**The problem**
Skip the pictures. Transcribe the rest of the data below without changing a word.

begin Records

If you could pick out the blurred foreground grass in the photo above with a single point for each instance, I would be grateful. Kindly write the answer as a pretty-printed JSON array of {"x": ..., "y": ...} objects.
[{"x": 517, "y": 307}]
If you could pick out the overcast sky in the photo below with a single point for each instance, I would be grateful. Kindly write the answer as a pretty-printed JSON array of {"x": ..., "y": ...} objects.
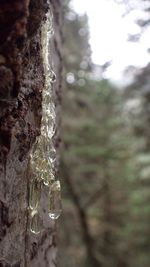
[{"x": 109, "y": 32}]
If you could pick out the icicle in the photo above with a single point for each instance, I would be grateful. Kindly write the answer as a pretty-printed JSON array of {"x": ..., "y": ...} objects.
[
  {"x": 36, "y": 223},
  {"x": 54, "y": 204},
  {"x": 35, "y": 194}
]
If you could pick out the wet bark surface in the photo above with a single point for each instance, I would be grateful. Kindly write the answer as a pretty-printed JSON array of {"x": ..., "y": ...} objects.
[{"x": 21, "y": 85}]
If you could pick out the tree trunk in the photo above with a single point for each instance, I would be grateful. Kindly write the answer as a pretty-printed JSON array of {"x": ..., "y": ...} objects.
[{"x": 21, "y": 85}]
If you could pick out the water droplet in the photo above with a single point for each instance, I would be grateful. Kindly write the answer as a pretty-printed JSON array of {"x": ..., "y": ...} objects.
[
  {"x": 36, "y": 223},
  {"x": 55, "y": 208},
  {"x": 52, "y": 76},
  {"x": 48, "y": 179},
  {"x": 35, "y": 194}
]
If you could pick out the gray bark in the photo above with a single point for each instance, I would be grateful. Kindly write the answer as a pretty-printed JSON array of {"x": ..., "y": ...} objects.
[{"x": 21, "y": 84}]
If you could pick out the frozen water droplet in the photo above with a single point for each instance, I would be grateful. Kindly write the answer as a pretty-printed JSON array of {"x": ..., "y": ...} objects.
[
  {"x": 52, "y": 76},
  {"x": 35, "y": 194},
  {"x": 48, "y": 179},
  {"x": 55, "y": 209},
  {"x": 36, "y": 223}
]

end Records

**Solution to this exercise**
If you could pick out the blurred foreground grass in the photo above with a single point for each instance, I would be grateful. Kindly write the answer as a pretty-printed JSON array of {"x": ..., "y": ...} objects.
[{"x": 517, "y": 307}]
If you could pick out the overcast sky in the photo below with a single point for each instance, I would be grateful. Kindly write the answer as a pretty-printed JSON array of {"x": ..., "y": ...} objects.
[{"x": 109, "y": 32}]
If you could pick out the icicle in the photo above with a single point for each instance, I would be grateful. Kindly write the answer as a pretty-printed JSON array of {"x": ..., "y": ...} objects.
[
  {"x": 36, "y": 223},
  {"x": 54, "y": 204},
  {"x": 35, "y": 194}
]
If you could pick out the wet bark surface in the photo above with a single point for each instance, I would be grateful. Kindly write the answer as a pretty-printed JSON array of {"x": ..., "y": ...} objects.
[{"x": 21, "y": 85}]
If you could pick out the tree trunk in the photo above with a single point for each instance, I would be grateful. Kindly write the answer as a pretty-printed JSON array of {"x": ..., "y": ...} objects.
[{"x": 21, "y": 85}]
If you could pick out the water droplet in the photo above with a single point for each instance, I would be grateful. Kindly write the answer as a pretty-printed JSON array of {"x": ..., "y": ...} objects.
[
  {"x": 36, "y": 223},
  {"x": 55, "y": 208},
  {"x": 52, "y": 76},
  {"x": 48, "y": 179},
  {"x": 35, "y": 194}
]
If you could pick out the gray bark in the photo above with a single point for each instance, I would be grateful. Kindly write the answer as a pretty-printed JSON array of {"x": ..., "y": ...} objects.
[{"x": 21, "y": 84}]
If you could pick out the frozen water droplet in the photo above with a single point for each instance, I would be grateful. Kindly write the answer as a pretty-printed JSON array of {"x": ..., "y": ...} objects.
[
  {"x": 52, "y": 76},
  {"x": 35, "y": 194},
  {"x": 48, "y": 179},
  {"x": 55, "y": 209},
  {"x": 36, "y": 223}
]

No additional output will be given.